> _Given task 1_:
In the Marcus biography, swap "pushcart" for "handcart" and write out the text between "Marcus was born" and "suddenly in 1910.", inclusive.

Marcus was born on New York’s Lower East Side on February 22, 1902. He was the fifth child of Mordecai and Leah Marcus, who had emigrated from Romania to escape the waves of antisemitism sweeping Eastern Europe at the end of the 19th century. Mordecai Marcus sold vegetables from a pushcart and eventually worked his way up to owning his own stall in the Washington Market. That enabled the family to move to Brooklyn, but then Mordecai died suddenly in 1910.

Antisemitism was also very much alive in early-20th-century America. Michael, the oldest of the Marcus children, formed a self-defense group that protected elderly Jews from neighborhood street gangs. ‘Big Mike,’ as he was called, worked out daily. When young David started following his older brother around, and even sparring with him at the local gym, people started calling him ‘Little Mike,’ which soon was shortened to ‘Mickey.’

Mickey Marcus excelled in high school both as a student and an athlete. To his family’s chagrin, he decided somewhere along the line that he wanted to go to the U.S. Military Academy. Marcus entered the academy in 1920, when Brig. Gen. Douglas MacArthur was superintendent. He became a standout athlete, winning letters in boxing and football, and graduated in 1924 as a second lieutenant of infantry. During his first assignment, on Governor’s Island in New York Harbor, Marcus studied law at night school in the city and in 1927 married Emma Hertzenberg. His next duty assignment was to be Puerto Rico, but the newlyweds decided that they really did not want to live there. Marcus resigned his Regular commission and went to work as a law clerk in New York.

A year after he resigned from the Regular Army, he received a doctorate from Brooklyn Law School. Between 1930 and 1934, Marcus was an assistant U.S. attorney in the Southern District of New York. One of his closest associates was future presidential candidate Thomas E. Dewey.

When Fiorello La Guardia became mayor of New York on a reform ticket in 1934, he appointed Marcus deputy commissioner of corrections. One of Marcus’ first actions was to personally lead a special police raid on the corruption-ridden and prisoner-controlled penitentiary on Welfare Island. In 1936, La Guardia appointed Marcus a temporary magistrate to help relieve the case backlog in the crowded Manhattan courts. That summer Marcus worked closely with Dewey in an operation that eventually led to the shutdown of Lucky Luciano’s crime ring.

Marcus had actually been running the department for five years when La Guardia finally appointed him commissioner of corrections in April 1940. Meanwhile, he had maintained a Reserve commission as a field artillery officer. In 1939, because of his legal experience, he was persuaded to transfer to the Judge Advocate General’s Corps.

> _Given task 2_:
Please copy the listing from its first line through the line holding "M 886 366 L", inclusive.

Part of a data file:
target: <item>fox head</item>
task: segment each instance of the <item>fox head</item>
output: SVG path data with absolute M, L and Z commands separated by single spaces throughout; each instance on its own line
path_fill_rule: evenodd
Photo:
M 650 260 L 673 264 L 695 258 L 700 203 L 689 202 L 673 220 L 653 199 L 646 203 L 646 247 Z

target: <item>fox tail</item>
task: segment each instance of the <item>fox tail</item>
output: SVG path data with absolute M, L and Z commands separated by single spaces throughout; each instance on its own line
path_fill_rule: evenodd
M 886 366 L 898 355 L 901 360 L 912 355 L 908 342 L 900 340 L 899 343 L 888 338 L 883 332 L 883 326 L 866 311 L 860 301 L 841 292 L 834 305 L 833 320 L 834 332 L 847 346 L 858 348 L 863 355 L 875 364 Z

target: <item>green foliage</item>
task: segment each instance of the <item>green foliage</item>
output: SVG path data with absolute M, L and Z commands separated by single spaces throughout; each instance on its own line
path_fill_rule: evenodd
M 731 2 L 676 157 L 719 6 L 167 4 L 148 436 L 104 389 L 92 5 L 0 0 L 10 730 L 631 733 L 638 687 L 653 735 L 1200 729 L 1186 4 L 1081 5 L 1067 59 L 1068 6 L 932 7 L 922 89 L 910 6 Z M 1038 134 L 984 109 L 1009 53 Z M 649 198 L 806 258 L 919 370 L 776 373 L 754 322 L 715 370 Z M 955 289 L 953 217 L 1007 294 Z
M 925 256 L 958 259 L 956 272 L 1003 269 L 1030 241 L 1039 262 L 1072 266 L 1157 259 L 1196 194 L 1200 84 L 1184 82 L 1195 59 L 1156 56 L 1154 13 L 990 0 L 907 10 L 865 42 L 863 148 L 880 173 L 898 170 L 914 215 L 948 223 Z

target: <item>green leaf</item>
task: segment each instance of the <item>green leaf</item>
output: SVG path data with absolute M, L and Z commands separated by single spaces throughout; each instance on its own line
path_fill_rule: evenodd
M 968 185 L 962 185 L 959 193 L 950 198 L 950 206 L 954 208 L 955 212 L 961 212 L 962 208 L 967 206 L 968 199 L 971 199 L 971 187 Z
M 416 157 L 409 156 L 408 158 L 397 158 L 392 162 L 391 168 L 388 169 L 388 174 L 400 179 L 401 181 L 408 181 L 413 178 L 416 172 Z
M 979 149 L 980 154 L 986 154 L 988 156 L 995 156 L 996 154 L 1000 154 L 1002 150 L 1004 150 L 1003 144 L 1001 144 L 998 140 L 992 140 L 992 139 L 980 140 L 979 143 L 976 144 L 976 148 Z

> _Response 1_:
Marcus was born on New York’s Lower East Side on February 22, 1902. He was the fifth child of Mordecai and Leah Marcus, who had emigrated from Romania to escape the waves of antisemitism sweeping Eastern Europe at the end of the 19th century. Mordecai Marcus sold vegetables from a handcart and eventually worked his way up to owning his own stall in the Washington Market. That enabled the family to move to Brooklyn, but then Mordecai died suddenly in 1910.

> _Response 2_:
target: <item>fox head</item>
task: segment each instance of the <item>fox head</item>
output: SVG path data with absolute M, L and Z commands separated by single spaces throughout; each instance on its own line
path_fill_rule: evenodd
Photo:
M 650 260 L 673 264 L 695 258 L 700 203 L 689 202 L 673 220 L 653 199 L 646 203 L 646 247 Z

target: <item>fox tail</item>
task: segment each instance of the <item>fox tail</item>
output: SVG path data with absolute M, L and Z commands separated by single spaces throughout; each instance on its own line
path_fill_rule: evenodd
M 886 366 L 898 355 L 901 360 L 912 355 L 908 342 L 900 340 L 899 343 L 888 338 L 883 332 L 883 326 L 866 311 L 860 301 L 841 292 L 834 305 L 833 320 L 834 332 L 847 346 L 858 348 L 863 355 L 875 364 Z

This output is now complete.